> WHAT YOU NEED TO DO: Transcribe all of the records exactly, leaving every line as it is.

INPUT FOR THIS TASK section start

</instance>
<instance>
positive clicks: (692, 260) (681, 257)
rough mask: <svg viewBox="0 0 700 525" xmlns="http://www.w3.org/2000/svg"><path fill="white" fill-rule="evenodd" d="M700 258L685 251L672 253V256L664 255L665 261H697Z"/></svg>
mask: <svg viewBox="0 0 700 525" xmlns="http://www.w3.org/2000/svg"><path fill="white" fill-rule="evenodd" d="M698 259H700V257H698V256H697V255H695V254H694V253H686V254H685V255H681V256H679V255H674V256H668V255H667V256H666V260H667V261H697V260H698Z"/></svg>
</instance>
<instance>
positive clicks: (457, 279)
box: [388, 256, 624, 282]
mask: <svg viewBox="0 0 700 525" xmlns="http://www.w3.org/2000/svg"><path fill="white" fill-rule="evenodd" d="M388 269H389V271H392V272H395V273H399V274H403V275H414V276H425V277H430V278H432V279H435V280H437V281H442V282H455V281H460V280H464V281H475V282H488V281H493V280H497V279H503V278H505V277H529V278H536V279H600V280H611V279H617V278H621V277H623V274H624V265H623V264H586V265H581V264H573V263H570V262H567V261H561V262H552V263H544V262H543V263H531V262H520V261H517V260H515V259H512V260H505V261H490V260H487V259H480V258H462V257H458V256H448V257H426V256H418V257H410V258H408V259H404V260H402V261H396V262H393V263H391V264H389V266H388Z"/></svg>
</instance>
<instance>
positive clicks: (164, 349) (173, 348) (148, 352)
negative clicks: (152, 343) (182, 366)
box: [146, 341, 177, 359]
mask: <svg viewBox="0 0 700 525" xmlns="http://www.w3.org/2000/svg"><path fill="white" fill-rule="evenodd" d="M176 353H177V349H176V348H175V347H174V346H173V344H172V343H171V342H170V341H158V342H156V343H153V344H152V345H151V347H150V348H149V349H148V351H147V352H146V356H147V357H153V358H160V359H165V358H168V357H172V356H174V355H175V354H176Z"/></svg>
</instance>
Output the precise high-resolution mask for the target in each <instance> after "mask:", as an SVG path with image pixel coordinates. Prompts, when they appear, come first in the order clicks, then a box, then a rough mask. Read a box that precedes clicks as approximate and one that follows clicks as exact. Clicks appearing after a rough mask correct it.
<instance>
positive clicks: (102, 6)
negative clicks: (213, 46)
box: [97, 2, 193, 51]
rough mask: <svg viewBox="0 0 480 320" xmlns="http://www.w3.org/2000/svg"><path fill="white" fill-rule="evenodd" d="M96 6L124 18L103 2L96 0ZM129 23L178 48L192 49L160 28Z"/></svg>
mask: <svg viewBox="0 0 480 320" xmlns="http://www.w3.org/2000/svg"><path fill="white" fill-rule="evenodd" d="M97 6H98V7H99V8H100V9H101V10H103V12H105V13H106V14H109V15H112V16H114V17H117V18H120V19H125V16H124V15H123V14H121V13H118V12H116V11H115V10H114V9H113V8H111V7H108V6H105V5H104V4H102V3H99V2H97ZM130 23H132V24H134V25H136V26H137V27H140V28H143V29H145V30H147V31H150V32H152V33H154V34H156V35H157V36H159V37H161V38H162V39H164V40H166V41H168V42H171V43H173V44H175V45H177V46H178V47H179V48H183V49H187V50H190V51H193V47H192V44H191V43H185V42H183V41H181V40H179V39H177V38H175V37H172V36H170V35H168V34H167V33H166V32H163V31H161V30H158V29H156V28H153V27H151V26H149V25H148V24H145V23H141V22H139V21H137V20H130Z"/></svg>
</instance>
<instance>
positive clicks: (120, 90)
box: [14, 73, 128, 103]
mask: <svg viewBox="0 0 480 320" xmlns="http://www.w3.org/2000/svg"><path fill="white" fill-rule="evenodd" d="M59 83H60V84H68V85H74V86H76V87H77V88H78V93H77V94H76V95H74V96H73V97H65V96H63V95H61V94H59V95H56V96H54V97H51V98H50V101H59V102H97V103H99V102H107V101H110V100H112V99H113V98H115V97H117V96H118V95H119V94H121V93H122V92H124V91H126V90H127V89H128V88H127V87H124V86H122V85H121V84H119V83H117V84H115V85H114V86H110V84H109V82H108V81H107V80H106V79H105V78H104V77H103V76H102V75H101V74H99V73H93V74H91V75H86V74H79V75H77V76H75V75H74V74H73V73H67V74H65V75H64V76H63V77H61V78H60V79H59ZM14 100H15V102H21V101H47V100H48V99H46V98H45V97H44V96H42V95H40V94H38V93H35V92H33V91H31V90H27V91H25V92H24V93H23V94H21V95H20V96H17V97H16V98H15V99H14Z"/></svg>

INPUT FOR THIS TASK section end

> TASK ANSWER:
</instance>
<instance>
positive clicks: (692, 260) (681, 257)
rough mask: <svg viewBox="0 0 700 525" xmlns="http://www.w3.org/2000/svg"><path fill="white" fill-rule="evenodd" d="M700 258L685 251L672 253V256L664 255L665 261H697Z"/></svg>
mask: <svg viewBox="0 0 700 525" xmlns="http://www.w3.org/2000/svg"><path fill="white" fill-rule="evenodd" d="M698 259H700V257H698V256H697V255H695V254H694V253H686V254H685V255H681V256H679V255H674V256H668V255H667V256H666V260H667V261H697V260H698Z"/></svg>
</instance>
<instance>
positive clicks: (457, 279)
box: [388, 256, 624, 282]
mask: <svg viewBox="0 0 700 525" xmlns="http://www.w3.org/2000/svg"><path fill="white" fill-rule="evenodd" d="M388 269H389V271H392V272H395V273H399V274H403V275H414V276H425V277H430V278H432V279H435V280H437V281H442V282H455V281H460V280H464V281H475V282H488V281H493V280H497V279H503V278H505V277H529V278H536V279H600V280H611V279H617V278H621V277H623V274H624V265H623V264H586V265H581V264H573V263H570V262H567V261H561V262H552V263H544V262H543V263H531V262H520V261H517V260H515V259H512V260H505V261H490V260H487V259H480V258H462V257H458V256H448V257H426V256H418V257H410V258H408V259H404V260H402V261H396V262H393V263H391V264H389V266H388Z"/></svg>
</instance>
<instance>
positive clicks: (164, 349) (173, 348) (148, 352)
negative clicks: (152, 343) (182, 366)
box: [146, 341, 177, 359]
mask: <svg viewBox="0 0 700 525" xmlns="http://www.w3.org/2000/svg"><path fill="white" fill-rule="evenodd" d="M176 353H177V349H176V348H175V347H174V346H173V344H172V343H171V342H170V341H158V342H156V343H153V344H152V345H151V347H150V348H149V349H148V351H147V352H146V356H147V357H153V358H160V359H165V358H168V357H172V356H174V355H175V354H176Z"/></svg>
</instance>
Output the precise high-resolution mask for the target in each <instance> after "mask:", as an SVG path with image pixel coordinates. Prompts, when they appear, come first in the order clicks, then a box, then a rough mask. Read a box that precedes clicks as approximate and one that follows clicks as exact. Clicks appearing after a rough mask correct it.
<instance>
positive clicks: (102, 6)
negative clicks: (213, 46)
box: [97, 2, 193, 51]
rough mask: <svg viewBox="0 0 480 320" xmlns="http://www.w3.org/2000/svg"><path fill="white" fill-rule="evenodd" d="M96 6L124 18L103 2L96 0ZM129 23L178 48L192 49L160 28Z"/></svg>
mask: <svg viewBox="0 0 480 320" xmlns="http://www.w3.org/2000/svg"><path fill="white" fill-rule="evenodd" d="M97 6H98V7H99V8H100V9H101V10H103V12H105V13H106V14H109V15H112V16H114V17H117V18H120V19H125V16H124V15H123V14H121V13H118V12H116V11H115V10H114V9H113V8H111V7H108V6H105V5H104V4H102V3H99V2H97ZM130 23H132V24H134V25H136V26H137V27H140V28H143V29H145V30H147V31H150V32H152V33H154V34H156V35H157V36H159V37H161V38H162V39H164V40H166V41H168V42H171V43H173V44H175V45H177V46H178V47H179V48H183V49H187V50H190V51H193V47H192V44H191V43H185V42H183V41H181V40H179V39H177V38H175V37H172V36H170V35H168V34H167V33H166V32H163V31H161V30H158V29H156V28H153V27H151V26H149V25H148V24H145V23H141V22H139V21H137V20H130Z"/></svg>
</instance>
<instance>
positive clicks: (120, 90)
box: [14, 73, 128, 103]
mask: <svg viewBox="0 0 480 320" xmlns="http://www.w3.org/2000/svg"><path fill="white" fill-rule="evenodd" d="M59 83H60V84H68V85H74V86H76V87H77V88H78V93H77V94H76V95H74V96H73V97H65V96H63V95H61V94H59V95H56V96H54V97H51V98H50V101H59V102H97V103H99V102H107V101H110V100H112V99H113V98H115V97H117V96H118V95H119V94H121V93H122V92H124V91H126V90H127V89H128V88H127V87H124V86H122V85H121V84H119V83H117V84H115V85H114V86H110V84H109V82H108V81H107V80H106V79H105V78H104V77H103V76H102V75H101V74H99V73H93V74H91V75H86V74H79V75H77V76H75V75H74V74H73V73H67V74H65V75H64V76H63V77H61V78H60V79H59ZM14 100H15V102H21V101H47V100H48V99H46V98H45V97H44V96H42V95H40V94H38V93H35V92H33V91H31V90H27V91H25V92H24V93H23V94H21V95H20V96H17V97H16V98H15V99H14Z"/></svg>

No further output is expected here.